Lines containing "blazer" should be pulled from the material below.
Segment Open
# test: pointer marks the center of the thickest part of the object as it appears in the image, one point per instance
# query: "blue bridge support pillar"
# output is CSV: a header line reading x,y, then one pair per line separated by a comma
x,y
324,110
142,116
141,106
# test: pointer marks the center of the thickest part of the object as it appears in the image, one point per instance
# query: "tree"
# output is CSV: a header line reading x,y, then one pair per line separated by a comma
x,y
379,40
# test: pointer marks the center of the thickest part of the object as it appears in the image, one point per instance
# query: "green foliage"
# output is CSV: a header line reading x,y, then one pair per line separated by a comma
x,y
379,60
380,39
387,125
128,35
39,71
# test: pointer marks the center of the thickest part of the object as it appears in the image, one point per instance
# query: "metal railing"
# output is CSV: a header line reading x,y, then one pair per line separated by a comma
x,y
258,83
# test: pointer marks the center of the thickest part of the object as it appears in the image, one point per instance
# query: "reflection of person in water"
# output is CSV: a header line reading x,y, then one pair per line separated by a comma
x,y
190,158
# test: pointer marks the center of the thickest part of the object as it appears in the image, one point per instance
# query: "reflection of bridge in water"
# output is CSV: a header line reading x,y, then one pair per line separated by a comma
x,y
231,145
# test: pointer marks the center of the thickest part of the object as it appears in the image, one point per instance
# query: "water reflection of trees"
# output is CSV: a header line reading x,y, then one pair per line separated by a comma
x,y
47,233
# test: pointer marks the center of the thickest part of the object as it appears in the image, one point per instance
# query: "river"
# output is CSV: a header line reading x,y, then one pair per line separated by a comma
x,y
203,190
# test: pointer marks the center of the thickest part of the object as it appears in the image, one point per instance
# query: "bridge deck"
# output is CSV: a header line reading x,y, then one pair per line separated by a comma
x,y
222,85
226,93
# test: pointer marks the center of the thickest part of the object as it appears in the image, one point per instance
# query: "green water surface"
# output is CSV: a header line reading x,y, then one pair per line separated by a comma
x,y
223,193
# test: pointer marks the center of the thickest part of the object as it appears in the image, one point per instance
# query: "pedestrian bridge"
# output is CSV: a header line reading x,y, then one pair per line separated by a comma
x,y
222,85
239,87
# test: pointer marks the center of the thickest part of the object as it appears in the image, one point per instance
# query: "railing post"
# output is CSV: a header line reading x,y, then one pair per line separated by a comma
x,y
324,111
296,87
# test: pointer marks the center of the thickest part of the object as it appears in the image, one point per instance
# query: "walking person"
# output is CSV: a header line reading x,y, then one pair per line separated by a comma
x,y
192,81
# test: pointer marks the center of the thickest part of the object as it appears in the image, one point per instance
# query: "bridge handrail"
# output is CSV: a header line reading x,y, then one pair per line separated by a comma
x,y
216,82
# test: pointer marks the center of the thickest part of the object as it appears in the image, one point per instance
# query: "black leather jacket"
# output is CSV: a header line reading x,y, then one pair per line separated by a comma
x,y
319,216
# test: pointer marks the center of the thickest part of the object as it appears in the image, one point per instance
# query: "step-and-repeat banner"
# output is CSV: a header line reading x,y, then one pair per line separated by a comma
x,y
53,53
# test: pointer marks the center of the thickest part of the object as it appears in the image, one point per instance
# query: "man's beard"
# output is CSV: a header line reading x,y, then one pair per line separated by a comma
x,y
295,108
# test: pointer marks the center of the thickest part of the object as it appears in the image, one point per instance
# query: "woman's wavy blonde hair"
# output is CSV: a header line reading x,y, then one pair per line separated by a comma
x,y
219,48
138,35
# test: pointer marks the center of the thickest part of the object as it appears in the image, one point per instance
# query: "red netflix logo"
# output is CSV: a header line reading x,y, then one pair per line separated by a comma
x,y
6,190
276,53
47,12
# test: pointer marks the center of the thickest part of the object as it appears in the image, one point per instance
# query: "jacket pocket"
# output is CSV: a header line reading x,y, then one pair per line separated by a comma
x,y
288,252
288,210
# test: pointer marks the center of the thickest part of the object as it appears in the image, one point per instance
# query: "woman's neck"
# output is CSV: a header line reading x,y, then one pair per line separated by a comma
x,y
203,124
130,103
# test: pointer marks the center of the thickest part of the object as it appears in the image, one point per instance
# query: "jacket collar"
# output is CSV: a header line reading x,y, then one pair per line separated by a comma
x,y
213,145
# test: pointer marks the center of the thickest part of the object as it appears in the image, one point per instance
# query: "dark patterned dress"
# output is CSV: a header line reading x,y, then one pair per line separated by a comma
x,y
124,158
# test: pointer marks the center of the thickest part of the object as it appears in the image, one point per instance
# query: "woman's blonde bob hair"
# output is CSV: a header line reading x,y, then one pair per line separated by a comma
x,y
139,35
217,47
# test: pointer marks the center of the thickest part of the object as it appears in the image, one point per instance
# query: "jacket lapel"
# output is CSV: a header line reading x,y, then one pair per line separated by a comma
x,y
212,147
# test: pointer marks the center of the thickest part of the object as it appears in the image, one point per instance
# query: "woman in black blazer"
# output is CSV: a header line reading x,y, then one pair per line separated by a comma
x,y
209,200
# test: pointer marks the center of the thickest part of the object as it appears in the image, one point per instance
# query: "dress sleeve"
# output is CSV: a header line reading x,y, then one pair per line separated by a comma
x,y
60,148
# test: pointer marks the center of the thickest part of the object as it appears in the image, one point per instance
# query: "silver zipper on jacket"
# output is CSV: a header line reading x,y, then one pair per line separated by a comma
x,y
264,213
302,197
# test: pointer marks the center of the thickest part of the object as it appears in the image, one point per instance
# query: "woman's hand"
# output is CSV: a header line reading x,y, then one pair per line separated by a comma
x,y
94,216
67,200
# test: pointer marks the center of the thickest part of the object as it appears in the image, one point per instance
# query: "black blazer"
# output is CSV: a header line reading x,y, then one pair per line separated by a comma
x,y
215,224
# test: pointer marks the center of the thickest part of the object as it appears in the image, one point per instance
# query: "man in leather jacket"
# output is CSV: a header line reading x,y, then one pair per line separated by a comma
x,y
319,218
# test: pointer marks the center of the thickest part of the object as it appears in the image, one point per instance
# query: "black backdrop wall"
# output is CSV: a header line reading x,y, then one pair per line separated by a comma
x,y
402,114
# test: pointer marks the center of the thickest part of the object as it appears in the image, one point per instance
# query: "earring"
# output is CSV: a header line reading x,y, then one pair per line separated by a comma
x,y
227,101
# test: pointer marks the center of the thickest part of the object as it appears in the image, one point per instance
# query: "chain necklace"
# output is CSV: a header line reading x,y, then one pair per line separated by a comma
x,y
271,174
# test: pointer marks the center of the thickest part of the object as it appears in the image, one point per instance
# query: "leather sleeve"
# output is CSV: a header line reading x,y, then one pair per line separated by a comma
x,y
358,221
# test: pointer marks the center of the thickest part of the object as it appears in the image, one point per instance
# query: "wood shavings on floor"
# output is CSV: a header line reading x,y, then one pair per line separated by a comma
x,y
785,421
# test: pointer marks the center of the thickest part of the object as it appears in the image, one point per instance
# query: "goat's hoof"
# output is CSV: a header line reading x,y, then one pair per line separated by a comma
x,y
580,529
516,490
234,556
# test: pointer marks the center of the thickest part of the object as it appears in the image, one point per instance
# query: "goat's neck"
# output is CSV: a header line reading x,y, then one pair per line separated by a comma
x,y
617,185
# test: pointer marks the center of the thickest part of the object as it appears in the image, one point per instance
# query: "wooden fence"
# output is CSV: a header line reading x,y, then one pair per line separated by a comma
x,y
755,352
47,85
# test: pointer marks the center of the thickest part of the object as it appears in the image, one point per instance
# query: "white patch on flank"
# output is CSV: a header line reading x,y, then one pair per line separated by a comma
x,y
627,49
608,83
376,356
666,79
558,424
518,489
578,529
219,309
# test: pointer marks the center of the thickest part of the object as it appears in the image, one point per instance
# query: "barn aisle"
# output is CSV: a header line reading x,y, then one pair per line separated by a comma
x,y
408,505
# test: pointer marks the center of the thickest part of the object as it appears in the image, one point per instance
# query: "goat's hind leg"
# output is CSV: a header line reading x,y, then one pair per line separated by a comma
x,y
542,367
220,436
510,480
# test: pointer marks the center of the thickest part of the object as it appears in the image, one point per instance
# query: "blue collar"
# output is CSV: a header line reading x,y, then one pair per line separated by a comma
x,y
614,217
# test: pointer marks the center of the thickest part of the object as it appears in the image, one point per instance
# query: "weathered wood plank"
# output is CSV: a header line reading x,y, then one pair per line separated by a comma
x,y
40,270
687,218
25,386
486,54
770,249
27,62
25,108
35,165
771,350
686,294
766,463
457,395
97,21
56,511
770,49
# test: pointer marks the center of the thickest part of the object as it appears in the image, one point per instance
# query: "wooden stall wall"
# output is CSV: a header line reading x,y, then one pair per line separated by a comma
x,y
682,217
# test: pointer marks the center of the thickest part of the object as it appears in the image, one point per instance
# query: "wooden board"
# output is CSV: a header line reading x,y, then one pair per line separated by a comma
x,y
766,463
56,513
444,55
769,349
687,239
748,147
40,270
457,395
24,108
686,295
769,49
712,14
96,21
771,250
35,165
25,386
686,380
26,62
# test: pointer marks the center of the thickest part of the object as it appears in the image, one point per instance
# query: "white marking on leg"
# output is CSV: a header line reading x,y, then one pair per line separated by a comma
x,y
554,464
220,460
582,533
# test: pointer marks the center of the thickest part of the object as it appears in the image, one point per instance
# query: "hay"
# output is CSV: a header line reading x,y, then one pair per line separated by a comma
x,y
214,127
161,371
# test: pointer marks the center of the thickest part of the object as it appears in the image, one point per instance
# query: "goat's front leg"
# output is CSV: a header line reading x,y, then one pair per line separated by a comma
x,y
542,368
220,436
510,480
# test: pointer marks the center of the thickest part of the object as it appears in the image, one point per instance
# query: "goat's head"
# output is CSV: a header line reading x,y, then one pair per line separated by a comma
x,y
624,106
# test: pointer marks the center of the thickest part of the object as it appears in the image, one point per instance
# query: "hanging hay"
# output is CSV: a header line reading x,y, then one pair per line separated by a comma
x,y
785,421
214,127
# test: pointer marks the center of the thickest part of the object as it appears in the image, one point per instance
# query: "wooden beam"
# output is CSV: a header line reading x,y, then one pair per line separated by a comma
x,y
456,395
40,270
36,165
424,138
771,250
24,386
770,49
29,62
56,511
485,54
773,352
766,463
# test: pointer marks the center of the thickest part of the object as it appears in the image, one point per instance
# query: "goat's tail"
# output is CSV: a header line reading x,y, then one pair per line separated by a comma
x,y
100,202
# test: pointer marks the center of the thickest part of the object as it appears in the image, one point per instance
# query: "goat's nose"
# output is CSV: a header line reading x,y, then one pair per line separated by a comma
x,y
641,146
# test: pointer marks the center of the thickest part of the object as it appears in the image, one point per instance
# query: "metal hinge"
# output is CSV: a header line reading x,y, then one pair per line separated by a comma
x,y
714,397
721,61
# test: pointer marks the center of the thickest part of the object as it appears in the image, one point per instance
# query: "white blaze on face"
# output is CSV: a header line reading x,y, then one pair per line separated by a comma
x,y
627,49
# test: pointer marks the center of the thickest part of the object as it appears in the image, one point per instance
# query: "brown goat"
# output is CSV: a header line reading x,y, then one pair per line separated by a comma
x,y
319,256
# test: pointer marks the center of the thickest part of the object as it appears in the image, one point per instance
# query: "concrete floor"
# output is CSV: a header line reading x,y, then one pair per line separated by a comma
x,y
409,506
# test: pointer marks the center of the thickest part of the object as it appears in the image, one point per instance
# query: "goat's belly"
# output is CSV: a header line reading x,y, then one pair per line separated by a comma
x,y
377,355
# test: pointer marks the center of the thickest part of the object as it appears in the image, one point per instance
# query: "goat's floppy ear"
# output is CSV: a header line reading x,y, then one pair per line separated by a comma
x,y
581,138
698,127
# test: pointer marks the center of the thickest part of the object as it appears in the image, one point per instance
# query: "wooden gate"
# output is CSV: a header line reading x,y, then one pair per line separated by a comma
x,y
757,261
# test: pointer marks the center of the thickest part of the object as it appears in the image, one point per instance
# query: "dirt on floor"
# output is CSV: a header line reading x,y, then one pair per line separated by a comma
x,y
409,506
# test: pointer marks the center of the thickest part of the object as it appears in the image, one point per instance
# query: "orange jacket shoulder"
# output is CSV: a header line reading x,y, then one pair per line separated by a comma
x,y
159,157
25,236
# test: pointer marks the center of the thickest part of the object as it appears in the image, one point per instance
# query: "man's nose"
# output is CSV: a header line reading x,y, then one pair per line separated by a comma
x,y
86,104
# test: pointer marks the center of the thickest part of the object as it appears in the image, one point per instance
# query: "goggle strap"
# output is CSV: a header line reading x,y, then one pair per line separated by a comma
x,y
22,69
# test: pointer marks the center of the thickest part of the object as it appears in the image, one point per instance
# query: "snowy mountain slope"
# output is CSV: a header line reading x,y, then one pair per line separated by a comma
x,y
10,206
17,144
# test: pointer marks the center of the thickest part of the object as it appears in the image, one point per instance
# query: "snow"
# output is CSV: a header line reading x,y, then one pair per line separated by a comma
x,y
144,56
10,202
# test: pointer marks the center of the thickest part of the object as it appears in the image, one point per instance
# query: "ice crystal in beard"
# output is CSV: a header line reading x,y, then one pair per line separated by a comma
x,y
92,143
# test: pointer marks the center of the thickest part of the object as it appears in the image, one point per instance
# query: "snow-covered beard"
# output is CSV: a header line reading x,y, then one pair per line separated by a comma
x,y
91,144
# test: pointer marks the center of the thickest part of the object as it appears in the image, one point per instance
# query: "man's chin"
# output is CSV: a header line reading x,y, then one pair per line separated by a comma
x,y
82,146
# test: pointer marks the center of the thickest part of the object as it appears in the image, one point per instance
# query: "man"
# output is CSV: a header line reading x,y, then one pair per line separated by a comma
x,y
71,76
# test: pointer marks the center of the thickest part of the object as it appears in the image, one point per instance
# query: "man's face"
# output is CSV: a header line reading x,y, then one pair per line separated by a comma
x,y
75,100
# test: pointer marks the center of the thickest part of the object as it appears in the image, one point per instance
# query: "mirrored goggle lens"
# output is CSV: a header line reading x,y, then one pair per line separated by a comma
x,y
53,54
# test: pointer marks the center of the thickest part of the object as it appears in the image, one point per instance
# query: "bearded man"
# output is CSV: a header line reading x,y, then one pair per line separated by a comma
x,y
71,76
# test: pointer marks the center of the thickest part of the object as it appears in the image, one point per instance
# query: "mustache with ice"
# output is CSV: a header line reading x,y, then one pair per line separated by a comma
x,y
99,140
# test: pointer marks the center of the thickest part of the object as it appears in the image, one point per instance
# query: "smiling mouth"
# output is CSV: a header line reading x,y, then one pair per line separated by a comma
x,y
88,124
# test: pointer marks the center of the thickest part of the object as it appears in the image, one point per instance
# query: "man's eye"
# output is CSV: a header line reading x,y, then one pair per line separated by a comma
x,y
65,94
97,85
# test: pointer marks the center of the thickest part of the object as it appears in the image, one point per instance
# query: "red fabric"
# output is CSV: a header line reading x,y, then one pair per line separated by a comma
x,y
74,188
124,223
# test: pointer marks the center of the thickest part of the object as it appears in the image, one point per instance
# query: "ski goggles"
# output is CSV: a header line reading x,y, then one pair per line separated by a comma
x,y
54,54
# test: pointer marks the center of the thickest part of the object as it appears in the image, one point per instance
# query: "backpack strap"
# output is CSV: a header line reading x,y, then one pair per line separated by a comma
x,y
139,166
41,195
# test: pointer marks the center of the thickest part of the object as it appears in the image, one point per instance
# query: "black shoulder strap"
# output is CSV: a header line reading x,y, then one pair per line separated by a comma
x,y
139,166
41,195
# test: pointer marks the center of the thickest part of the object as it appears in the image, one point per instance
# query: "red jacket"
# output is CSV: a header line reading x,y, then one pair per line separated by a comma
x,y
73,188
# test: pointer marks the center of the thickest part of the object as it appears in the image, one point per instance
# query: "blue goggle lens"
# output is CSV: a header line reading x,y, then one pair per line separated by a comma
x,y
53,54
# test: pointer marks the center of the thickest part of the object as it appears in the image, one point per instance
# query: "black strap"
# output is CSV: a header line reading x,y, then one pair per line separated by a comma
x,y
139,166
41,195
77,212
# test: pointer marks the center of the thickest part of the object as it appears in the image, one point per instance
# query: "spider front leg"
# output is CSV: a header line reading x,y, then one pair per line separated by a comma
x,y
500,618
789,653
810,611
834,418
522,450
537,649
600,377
Segment Closed
■ **Problem solution**
# query: "woman in black blazer"
# query: "black blazer"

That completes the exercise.